Trapezoid Area problem

**Telo** · June 14th 2012, 12:11 PM

ABCD Trapezoid

BC = 4

AD = 8

BD = 6

<ADB = 90
<DBC = 90

find the area of the darkened part of figure.

please help

**richard1234** · June 14th 2012, 12:16 PM

It can easily be shown that triangles ADO and CBO are similar with a 2:1 ratio, using an angle-angle-angle argument. Therefore, $BO = \frac{1}{2}DO \Rightarrow BO = 2$ .

Triangle AOB has a "base" of 2 and a height equal to AD, or 8 (since BDA is a right angle). Hence,

$[ABC] = \frac{1}{2}(2)(8) = 8$

**Telo** · June 14th 2012, 01:49 PM

thanks!

**Soroban** · June 14th 2012, 03:07 PM

Hello, Telo!

Trapezoid $ABCD\!:\;BC = 4,\;AD = 8,\;BD = 6,\;\angle ADB = 90^o,\;\angle DBC = 90^o$

Find the area of the shaded portion.

• _A block of data_:
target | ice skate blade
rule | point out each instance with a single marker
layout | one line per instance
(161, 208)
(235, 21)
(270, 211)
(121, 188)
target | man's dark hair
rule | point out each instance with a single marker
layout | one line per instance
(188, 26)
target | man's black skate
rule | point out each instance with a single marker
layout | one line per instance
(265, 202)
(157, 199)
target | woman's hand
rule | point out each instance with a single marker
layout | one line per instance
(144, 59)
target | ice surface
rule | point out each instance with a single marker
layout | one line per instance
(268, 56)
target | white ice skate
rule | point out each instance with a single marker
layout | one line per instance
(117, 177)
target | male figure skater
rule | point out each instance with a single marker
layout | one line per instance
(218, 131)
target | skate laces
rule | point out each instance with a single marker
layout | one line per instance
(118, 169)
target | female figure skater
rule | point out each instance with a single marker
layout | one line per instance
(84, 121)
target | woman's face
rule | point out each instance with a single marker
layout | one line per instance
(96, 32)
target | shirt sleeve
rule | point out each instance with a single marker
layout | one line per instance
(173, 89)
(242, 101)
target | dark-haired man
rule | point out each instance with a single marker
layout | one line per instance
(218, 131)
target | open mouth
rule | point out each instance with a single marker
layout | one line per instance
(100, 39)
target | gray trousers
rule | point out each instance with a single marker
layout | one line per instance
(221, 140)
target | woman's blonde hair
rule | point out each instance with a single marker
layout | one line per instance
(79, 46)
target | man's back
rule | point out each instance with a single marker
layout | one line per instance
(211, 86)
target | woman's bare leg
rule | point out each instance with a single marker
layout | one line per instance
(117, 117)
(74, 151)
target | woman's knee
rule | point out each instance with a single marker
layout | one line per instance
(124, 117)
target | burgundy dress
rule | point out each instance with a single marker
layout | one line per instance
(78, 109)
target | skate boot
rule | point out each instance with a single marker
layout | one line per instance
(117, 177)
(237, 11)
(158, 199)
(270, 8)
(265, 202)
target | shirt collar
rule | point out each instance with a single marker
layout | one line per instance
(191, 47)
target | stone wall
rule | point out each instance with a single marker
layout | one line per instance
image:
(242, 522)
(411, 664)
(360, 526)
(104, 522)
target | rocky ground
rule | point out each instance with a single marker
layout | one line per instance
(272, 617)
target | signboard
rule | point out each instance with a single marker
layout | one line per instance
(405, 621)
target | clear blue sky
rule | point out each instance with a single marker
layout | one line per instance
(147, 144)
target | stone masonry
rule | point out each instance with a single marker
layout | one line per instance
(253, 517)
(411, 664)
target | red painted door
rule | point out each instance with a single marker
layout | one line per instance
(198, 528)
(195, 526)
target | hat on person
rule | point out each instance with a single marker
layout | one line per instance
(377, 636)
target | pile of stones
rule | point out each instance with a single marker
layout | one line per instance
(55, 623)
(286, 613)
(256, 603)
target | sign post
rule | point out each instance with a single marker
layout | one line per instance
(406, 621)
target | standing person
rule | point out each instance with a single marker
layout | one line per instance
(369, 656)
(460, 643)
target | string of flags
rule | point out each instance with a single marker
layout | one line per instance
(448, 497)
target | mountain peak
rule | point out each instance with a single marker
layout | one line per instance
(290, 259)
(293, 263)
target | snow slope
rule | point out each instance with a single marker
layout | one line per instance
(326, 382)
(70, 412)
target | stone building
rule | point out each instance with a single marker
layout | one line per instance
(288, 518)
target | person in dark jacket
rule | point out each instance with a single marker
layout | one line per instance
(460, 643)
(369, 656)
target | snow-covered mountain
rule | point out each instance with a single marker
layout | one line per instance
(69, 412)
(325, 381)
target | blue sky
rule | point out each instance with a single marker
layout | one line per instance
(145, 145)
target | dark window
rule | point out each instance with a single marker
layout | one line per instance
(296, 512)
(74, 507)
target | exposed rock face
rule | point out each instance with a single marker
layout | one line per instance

• _Work to be completed_: Quote the trapezoid area thread in full, word for word. The data is material kept apart from the trapezoid area thread.

• _Finished exercise_:
Trapezoid Area problem

**Telo** · June 14th 2012, 12:11 PM

ABCD Trapezoid

BC = 4

AD = 8

BD = 6

<ADB = 90
<DBC = 90

find the area of the darkened part of figure.

please help

**richard1234** · June 14th 2012, 12:16 PM

It can easily be shown that triangles ADO and CBO are similar with a 2:1 ratio, using an angle-angle-angle argument. Therefore, $BO = \frac{1}{2}DO \Rightarrow BO = 2$ .

Triangle AOB has a "base" of 2 and a height equal to AD, or 8 (since BDA is a right angle). Hence,

$[ABC] = \frac{1}{2}(2)(8) = 8$

**Telo** · June 14th 2012, 01:49 PM

thanks!

**Soroban** · June 14th 2012, 03:07 PM

Hello, Telo!

Trapezoid $ABCD\!:\;BC = 4,\;AD = 8,\;BD = 6,\;\angle ADB = 90^o,\;\angle DBC = 90^o$

Find the area of the shaded portion.